▶ Short problem
Rewrite the items starting at the line that contains "Find the scaffolding" and ending at the line that contains "column 86, row 563", putting "mark" in place of every "annotate". Leave everything else in those lines as it is.

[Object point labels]
════════════════════
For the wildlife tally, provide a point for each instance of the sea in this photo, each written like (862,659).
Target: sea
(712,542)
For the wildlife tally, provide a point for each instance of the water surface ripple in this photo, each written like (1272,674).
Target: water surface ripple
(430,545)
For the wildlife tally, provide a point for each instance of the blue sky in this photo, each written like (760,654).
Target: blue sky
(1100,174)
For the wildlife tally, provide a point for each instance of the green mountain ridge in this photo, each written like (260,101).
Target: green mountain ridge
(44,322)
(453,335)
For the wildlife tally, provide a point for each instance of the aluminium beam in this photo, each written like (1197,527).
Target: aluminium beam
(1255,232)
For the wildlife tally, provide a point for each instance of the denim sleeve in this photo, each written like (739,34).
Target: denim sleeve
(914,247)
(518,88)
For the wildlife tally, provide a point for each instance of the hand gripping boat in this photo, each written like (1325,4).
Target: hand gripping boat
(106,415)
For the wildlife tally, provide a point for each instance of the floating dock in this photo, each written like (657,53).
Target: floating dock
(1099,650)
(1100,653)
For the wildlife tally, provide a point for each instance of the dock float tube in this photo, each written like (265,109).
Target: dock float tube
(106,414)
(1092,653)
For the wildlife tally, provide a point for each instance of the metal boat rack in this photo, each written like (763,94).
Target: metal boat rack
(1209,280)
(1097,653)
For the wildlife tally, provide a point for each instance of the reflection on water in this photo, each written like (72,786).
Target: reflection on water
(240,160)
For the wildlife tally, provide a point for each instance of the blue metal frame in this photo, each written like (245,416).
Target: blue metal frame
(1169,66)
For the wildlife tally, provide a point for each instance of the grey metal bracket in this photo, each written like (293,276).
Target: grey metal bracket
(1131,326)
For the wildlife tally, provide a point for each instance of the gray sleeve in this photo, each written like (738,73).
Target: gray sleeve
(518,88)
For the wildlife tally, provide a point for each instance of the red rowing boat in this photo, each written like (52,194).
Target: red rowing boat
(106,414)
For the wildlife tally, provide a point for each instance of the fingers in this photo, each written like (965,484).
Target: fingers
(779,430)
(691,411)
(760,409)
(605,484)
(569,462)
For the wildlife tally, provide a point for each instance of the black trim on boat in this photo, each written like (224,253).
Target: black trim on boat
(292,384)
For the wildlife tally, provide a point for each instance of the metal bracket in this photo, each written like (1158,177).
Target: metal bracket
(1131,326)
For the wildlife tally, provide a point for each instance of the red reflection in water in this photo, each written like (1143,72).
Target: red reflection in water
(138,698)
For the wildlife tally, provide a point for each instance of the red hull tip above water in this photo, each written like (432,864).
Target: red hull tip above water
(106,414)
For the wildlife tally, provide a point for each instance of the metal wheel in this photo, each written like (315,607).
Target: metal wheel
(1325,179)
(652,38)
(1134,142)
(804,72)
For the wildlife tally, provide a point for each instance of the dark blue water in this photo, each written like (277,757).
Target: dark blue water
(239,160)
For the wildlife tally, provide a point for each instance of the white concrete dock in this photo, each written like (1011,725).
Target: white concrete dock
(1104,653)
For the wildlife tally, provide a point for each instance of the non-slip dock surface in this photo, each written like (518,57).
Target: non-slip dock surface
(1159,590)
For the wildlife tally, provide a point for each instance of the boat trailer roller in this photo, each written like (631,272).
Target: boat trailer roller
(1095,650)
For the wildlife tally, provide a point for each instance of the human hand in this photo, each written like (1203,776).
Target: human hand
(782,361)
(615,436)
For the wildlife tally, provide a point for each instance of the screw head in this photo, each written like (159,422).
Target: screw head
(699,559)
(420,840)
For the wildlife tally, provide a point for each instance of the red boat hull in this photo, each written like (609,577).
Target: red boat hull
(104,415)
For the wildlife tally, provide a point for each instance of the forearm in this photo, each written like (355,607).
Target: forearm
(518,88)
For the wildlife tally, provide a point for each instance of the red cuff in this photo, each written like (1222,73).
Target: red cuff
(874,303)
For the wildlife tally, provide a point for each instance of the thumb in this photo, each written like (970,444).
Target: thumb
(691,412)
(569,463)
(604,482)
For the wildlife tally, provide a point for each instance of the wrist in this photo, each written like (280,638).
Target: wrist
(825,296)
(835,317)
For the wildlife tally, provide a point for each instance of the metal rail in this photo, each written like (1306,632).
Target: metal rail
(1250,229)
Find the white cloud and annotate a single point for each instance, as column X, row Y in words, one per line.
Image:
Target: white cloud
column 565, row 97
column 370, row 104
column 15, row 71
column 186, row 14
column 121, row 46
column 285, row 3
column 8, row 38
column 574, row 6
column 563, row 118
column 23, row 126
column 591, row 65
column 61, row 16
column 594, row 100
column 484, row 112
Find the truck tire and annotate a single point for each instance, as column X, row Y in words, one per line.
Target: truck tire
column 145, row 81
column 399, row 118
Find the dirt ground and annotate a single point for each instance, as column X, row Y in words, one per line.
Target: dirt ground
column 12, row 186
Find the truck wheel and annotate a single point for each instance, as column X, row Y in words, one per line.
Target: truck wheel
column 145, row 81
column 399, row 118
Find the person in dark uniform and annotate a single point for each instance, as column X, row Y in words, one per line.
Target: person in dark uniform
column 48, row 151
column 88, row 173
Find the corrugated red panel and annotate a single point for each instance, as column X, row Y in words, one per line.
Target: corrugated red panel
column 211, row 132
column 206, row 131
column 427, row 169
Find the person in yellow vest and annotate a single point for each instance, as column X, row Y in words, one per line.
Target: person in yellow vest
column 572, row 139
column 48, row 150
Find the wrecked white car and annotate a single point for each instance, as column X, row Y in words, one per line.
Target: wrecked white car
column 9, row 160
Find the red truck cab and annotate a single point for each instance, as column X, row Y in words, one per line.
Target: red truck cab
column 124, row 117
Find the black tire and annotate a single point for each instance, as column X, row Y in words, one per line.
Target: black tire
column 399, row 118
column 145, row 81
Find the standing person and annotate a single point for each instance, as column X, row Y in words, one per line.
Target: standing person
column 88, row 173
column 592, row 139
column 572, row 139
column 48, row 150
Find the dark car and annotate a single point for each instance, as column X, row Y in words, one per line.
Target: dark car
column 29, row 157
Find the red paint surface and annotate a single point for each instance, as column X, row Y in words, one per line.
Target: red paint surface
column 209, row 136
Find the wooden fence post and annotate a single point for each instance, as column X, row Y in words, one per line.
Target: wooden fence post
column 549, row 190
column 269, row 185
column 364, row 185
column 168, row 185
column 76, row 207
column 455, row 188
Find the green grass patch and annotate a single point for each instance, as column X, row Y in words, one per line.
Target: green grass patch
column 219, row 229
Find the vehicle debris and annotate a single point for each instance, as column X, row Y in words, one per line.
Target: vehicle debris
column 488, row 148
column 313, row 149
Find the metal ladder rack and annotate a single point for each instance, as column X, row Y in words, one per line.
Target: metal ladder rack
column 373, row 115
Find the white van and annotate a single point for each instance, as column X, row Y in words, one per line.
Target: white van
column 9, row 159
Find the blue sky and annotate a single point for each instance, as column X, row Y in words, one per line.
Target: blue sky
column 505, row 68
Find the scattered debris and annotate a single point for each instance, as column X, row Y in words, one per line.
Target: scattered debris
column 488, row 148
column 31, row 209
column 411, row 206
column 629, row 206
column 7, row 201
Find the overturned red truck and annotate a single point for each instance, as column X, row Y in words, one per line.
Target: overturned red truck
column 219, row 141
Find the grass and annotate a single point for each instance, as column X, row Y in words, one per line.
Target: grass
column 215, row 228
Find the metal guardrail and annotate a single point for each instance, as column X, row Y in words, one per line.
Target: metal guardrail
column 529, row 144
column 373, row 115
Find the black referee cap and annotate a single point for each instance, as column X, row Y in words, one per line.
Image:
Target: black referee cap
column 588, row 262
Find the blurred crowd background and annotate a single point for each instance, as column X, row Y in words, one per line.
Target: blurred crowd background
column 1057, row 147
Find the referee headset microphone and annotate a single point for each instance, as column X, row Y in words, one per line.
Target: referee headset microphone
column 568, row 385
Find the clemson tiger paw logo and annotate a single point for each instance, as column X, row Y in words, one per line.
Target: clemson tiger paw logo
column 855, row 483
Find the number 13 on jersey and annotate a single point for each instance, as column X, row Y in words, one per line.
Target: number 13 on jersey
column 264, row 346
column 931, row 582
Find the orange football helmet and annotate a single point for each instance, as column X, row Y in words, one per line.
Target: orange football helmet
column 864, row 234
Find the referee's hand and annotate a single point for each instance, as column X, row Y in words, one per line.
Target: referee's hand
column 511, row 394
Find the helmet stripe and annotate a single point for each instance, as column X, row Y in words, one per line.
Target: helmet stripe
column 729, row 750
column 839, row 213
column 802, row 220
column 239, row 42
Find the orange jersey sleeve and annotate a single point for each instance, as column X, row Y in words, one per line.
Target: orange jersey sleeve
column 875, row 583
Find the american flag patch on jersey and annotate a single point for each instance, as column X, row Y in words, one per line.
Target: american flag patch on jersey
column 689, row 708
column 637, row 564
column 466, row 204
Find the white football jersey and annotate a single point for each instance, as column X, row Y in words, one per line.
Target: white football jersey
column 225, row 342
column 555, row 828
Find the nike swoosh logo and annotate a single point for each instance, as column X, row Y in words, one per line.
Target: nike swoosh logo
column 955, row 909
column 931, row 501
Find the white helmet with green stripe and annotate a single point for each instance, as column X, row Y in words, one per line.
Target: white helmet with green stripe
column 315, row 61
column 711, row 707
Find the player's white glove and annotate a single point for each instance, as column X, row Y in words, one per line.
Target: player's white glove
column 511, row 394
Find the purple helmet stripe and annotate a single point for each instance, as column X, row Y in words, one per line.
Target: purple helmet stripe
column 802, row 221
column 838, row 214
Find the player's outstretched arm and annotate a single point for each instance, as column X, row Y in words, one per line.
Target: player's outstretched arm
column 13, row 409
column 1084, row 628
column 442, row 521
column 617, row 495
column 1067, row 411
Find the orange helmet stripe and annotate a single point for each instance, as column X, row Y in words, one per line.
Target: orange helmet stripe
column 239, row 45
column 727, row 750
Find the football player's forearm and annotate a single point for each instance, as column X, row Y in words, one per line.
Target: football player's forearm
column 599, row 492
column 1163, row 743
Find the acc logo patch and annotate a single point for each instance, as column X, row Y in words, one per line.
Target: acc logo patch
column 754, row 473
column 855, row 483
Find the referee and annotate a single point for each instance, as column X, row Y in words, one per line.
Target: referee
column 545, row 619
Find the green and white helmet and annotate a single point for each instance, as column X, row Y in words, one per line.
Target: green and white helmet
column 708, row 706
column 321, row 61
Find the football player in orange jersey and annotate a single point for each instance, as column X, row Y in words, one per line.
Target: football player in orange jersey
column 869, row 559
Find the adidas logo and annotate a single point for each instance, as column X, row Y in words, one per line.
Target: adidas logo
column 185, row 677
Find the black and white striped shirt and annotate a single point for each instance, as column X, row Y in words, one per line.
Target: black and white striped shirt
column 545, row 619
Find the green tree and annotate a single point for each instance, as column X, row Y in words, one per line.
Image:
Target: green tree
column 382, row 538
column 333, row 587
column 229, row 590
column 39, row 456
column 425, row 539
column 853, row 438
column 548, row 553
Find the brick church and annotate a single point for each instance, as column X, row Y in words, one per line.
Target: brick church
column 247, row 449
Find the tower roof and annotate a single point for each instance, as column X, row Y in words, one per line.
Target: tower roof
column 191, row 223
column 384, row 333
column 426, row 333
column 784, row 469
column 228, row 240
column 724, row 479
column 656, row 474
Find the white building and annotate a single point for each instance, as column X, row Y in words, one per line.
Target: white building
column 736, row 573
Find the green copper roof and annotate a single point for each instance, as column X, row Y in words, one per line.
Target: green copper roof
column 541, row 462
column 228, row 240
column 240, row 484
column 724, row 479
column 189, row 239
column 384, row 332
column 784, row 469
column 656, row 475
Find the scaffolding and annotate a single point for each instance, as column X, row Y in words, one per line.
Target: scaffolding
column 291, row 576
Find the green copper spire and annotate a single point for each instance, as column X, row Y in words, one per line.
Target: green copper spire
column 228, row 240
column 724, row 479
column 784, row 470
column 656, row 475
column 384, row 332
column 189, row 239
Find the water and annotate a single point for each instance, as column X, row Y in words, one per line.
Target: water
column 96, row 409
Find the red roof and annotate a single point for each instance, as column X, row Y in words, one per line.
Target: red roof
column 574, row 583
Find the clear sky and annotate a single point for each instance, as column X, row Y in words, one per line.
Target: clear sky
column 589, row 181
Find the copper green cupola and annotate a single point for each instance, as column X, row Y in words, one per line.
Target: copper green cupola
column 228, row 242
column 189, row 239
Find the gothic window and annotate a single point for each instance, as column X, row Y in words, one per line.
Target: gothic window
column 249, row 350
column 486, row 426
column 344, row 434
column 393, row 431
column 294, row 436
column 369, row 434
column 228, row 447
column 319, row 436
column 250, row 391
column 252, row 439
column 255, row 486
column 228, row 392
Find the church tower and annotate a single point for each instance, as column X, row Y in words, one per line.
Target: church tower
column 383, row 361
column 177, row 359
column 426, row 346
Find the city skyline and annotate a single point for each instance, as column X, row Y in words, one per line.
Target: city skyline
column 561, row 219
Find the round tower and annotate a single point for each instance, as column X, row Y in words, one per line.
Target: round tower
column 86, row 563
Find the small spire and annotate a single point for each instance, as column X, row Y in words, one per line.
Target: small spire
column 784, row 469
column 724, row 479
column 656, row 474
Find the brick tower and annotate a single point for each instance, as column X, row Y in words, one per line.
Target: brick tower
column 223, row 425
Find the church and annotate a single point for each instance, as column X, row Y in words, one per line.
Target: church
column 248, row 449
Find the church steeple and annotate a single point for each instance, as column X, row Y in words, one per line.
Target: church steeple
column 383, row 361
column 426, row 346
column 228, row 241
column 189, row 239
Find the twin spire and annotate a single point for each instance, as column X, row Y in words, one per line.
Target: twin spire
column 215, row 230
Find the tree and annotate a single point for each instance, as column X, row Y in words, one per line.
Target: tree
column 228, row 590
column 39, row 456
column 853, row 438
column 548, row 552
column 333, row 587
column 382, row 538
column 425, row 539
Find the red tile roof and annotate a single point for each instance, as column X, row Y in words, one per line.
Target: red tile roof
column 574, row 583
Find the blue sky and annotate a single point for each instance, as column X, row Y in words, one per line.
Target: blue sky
════════════════════
▶ Finished exercise
Find the scaffolding and mark a single point for each instance, as column X, row Y in words, one per line.
Target: scaffolding
column 291, row 576
Find the green copper spire and mark a single point for each instance, as column X, row Y in words, one per line.
Target: green copper spire
column 228, row 240
column 724, row 479
column 784, row 470
column 656, row 475
column 384, row 332
column 189, row 239
Find the water and mark a single point for each instance, as column X, row Y in words, one per line.
Target: water
column 96, row 409
Find the red roof and mark a single point for each instance, as column X, row Y in words, one per line.
Target: red roof
column 574, row 583
Find the clear sky and mark a single point for each instance, as column X, row Y in words, one per line.
Target: clear sky
column 589, row 181
Find the copper green cupola and mark a single point for each instance, as column X, row Y in words, one per line.
Target: copper green cupola
column 228, row 242
column 189, row 239
Find the gothic window and mark a single point for each instance, as column X, row Y in words, one per line.
Target: gothic window
column 249, row 350
column 486, row 426
column 344, row 434
column 393, row 431
column 294, row 436
column 369, row 434
column 228, row 447
column 319, row 436
column 250, row 391
column 252, row 439
column 255, row 486
column 228, row 392
Find the church tower and mark a single point for each instance, as column X, row Y in words, one per line.
Target: church tower
column 383, row 361
column 177, row 359
column 426, row 346
Find the city skyline and mark a single point for each instance, as column X, row Y in words, one per line.
Target: city skyline
column 561, row 219
Find the round tower and mark a single point for each instance, as column X, row Y in words, one per line.
Target: round tower
column 86, row 563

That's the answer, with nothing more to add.